╔══

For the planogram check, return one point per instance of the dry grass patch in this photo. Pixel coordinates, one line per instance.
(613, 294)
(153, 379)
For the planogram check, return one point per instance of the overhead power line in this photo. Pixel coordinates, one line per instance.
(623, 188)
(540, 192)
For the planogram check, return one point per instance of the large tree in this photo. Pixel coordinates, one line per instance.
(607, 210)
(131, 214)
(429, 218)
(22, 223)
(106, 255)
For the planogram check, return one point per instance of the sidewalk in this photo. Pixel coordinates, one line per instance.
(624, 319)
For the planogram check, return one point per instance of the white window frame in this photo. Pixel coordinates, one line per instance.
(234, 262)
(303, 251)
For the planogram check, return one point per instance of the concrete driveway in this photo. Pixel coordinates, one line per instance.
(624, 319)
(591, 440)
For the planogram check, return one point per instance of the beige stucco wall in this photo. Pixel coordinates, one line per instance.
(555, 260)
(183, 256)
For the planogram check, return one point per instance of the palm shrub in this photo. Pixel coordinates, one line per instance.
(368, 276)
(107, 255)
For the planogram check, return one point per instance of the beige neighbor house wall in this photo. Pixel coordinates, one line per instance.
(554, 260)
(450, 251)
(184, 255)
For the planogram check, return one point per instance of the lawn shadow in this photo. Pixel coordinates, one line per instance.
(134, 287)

╚══
╔══

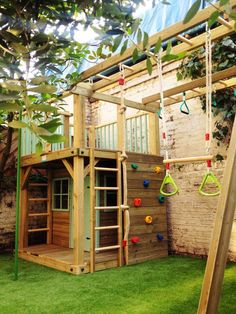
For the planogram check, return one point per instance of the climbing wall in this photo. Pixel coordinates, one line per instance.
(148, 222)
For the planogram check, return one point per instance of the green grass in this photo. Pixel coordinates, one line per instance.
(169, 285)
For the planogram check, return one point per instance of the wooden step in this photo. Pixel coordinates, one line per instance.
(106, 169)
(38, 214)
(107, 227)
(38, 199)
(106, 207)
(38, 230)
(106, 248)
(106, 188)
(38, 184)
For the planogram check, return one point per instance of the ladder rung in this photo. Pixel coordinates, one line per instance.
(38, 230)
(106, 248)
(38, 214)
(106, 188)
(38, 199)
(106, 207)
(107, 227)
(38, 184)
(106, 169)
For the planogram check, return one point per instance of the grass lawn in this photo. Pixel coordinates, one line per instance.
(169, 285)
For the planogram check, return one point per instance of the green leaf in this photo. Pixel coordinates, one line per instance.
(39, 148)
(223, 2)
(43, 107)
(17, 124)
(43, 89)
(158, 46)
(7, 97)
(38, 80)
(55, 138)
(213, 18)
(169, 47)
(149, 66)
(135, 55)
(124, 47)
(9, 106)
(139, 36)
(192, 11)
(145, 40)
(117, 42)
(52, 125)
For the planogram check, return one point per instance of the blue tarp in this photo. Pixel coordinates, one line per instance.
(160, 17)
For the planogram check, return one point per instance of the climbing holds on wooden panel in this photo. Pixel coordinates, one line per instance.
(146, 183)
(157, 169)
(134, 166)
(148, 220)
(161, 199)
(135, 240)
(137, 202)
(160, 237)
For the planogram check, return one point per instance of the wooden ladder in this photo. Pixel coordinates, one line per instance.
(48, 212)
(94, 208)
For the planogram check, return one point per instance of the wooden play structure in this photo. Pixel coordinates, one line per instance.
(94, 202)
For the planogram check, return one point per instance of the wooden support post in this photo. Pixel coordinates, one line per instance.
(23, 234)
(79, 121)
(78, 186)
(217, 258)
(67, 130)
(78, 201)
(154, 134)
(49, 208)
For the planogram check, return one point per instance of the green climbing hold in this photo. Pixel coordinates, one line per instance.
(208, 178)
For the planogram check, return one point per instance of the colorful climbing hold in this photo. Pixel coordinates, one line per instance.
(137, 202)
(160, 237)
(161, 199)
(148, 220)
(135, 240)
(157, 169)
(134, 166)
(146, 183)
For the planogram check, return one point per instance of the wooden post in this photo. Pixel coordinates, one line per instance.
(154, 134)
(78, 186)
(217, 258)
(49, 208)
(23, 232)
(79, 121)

╚══

Pull out every line above that contains the string "green". Case counts, so a line matches only if the capitalization is the same.

For the planogram check, return one point per instance of the green grass in this photo. Pixel coordinates, one line per instance.
For the planogram check, return one point per instance of the green leaf in this photo. Pixel coordinates, one line per instance.
For the planogram check, return one point per instance of the green climbing hold in this photo. Pixel coordinates, one line per instance.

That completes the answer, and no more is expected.